(Listing)
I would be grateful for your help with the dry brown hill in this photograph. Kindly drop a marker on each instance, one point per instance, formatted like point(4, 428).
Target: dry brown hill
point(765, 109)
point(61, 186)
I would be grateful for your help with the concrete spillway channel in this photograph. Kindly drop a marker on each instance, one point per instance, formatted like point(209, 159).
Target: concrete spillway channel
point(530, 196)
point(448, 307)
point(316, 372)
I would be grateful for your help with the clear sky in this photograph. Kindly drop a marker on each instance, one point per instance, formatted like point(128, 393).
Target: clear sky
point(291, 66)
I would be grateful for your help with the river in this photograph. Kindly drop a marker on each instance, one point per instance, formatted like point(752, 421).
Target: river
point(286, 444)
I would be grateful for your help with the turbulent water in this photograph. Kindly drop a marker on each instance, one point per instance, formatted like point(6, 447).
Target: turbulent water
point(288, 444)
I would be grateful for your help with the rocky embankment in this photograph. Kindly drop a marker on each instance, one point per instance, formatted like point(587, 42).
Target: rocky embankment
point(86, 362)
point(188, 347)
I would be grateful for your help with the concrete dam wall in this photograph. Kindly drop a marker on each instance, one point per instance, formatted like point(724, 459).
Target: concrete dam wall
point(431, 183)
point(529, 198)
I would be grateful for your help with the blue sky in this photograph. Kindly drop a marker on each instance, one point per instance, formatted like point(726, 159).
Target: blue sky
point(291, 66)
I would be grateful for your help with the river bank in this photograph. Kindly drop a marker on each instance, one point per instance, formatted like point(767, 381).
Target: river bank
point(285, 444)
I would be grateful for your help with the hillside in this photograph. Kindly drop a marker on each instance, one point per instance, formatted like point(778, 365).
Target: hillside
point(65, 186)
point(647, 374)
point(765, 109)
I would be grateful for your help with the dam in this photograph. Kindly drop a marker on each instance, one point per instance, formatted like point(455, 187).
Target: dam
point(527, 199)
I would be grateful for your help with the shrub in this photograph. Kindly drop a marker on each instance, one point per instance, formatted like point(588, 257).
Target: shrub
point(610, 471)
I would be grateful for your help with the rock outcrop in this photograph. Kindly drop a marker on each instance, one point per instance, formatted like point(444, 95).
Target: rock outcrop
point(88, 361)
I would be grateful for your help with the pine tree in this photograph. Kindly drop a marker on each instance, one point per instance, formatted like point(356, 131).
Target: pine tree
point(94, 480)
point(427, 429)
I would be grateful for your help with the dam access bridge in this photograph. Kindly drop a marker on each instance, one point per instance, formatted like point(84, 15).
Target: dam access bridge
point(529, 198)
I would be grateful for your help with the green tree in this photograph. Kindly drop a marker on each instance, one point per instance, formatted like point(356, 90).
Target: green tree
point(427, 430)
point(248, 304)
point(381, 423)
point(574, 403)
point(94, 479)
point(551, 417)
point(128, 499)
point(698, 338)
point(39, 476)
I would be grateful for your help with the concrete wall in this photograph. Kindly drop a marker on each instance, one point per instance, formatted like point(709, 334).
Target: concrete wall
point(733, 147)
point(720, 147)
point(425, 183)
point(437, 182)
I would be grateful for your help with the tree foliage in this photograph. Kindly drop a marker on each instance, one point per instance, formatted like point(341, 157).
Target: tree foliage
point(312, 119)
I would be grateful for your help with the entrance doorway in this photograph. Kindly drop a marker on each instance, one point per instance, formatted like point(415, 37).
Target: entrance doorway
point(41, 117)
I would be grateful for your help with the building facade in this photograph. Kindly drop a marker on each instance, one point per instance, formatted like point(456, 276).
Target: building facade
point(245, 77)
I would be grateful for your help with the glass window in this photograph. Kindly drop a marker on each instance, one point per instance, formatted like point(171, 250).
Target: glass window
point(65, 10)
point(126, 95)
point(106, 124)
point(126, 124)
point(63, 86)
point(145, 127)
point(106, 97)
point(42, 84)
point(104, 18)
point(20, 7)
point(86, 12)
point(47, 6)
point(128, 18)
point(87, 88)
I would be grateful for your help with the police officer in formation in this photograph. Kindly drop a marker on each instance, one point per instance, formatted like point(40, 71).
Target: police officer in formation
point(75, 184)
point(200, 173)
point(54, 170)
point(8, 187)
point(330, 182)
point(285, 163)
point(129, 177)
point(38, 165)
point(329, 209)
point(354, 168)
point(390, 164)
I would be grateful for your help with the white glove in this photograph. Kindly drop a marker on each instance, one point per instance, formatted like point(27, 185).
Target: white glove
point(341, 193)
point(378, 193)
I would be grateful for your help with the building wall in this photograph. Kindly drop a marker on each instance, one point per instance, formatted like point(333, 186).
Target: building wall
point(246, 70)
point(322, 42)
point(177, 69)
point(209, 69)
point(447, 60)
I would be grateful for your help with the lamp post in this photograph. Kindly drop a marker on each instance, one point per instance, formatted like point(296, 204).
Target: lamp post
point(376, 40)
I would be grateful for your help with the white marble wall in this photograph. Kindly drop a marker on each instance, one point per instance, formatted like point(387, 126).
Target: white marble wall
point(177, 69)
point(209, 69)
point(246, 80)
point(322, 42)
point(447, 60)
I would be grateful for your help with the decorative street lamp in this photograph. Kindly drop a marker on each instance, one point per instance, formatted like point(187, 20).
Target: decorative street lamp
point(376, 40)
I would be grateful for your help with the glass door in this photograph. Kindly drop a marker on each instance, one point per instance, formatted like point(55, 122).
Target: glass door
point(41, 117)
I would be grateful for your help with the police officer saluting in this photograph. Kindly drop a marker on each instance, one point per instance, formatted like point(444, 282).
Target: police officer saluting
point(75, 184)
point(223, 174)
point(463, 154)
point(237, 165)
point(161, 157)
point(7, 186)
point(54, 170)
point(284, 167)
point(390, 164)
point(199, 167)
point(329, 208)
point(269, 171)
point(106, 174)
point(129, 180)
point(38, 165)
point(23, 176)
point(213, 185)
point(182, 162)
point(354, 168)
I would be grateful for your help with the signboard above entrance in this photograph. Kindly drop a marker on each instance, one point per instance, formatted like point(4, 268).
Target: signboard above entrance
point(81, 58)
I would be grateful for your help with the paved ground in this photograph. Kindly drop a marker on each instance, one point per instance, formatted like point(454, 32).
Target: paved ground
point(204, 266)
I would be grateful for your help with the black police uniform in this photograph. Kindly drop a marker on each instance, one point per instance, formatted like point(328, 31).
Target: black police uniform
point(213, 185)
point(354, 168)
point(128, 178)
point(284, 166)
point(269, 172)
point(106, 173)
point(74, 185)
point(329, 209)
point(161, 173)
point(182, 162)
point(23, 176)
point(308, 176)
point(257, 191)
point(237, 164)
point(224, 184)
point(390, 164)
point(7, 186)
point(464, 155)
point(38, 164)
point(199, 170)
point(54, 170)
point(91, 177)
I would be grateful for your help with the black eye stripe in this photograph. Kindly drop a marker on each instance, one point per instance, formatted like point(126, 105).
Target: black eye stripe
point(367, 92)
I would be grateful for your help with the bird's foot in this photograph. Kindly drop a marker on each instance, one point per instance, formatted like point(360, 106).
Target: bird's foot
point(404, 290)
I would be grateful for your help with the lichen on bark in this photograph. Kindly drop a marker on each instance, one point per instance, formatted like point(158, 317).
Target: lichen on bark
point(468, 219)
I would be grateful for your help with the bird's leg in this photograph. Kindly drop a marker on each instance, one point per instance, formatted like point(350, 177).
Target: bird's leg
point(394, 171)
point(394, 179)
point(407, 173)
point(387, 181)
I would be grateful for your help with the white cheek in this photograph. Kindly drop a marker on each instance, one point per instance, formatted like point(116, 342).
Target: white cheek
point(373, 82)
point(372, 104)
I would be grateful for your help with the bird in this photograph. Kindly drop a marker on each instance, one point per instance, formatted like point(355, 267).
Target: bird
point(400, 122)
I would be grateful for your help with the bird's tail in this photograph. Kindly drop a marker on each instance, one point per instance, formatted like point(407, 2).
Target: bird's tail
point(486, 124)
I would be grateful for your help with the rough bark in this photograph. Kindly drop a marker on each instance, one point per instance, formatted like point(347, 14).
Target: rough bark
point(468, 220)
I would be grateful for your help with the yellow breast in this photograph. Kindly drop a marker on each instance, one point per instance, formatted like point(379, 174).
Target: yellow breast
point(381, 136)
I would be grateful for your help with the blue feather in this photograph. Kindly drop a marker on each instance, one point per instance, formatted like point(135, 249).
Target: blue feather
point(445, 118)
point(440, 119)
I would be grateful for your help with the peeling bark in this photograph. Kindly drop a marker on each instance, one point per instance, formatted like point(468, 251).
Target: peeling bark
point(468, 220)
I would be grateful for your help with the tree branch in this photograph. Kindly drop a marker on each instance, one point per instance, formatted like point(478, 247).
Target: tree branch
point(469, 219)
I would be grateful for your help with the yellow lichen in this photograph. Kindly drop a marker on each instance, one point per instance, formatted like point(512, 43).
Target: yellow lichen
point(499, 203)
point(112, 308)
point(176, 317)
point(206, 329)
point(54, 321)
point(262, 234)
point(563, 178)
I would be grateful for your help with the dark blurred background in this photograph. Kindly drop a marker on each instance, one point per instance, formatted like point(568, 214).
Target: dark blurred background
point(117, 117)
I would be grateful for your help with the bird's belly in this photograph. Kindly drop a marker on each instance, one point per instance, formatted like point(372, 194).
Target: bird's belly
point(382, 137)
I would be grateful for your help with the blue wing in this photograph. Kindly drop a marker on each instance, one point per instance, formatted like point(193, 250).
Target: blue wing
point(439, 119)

(What the exercise asks) Quote the lines of the listing above that run from the line with "I would be grateful for your help with the tree branch" through its last line, both included, and nothing else.

(Finished task)
I would be grateful for your help with the tree branch in this photograph. Kindly drop a marker on each instance, one point per instance, formatted like point(478, 247).
Target: tree branch
point(469, 219)
I would be grateful for your help with the yellow lichen in this photograph. Kindly drop a marker on each instance, one point per instance, formatted like point(512, 43).
Target: yellow lichen
point(499, 203)
point(112, 308)
point(176, 317)
point(206, 329)
point(54, 321)
point(262, 234)
point(563, 178)
I would be grateful for your help with the dark blurred background in this photograph. Kindly drop a marker on each instance, one point per instance, formatted like point(568, 214).
Target: dark blurred background
point(117, 117)
I would be grateful for your help with the bird's belly in this photograph. Kindly drop a marker on each instance, one point per instance, formatted like point(372, 194).
Target: bird's belly
point(382, 137)
I would be grateful for your help with the blue wing in this photograph. Kindly drop a marker on each instance, one point per instance, formatted like point(193, 250).
Target: blue wing
point(439, 119)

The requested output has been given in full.